ACTION ITEM
Exactly as given, repeat all of the entries.
_ _ _ _ _
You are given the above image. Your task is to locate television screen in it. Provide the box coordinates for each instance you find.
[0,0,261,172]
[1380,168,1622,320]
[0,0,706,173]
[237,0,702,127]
_ _ _ _ _
ANSWER FOR THE TASK
You are given the above image. Your task is to locate television screen in it. Provide the box coordinates for each instance you find.
[0,0,261,172]
[1380,168,1622,320]
[0,0,706,173]
[237,0,702,127]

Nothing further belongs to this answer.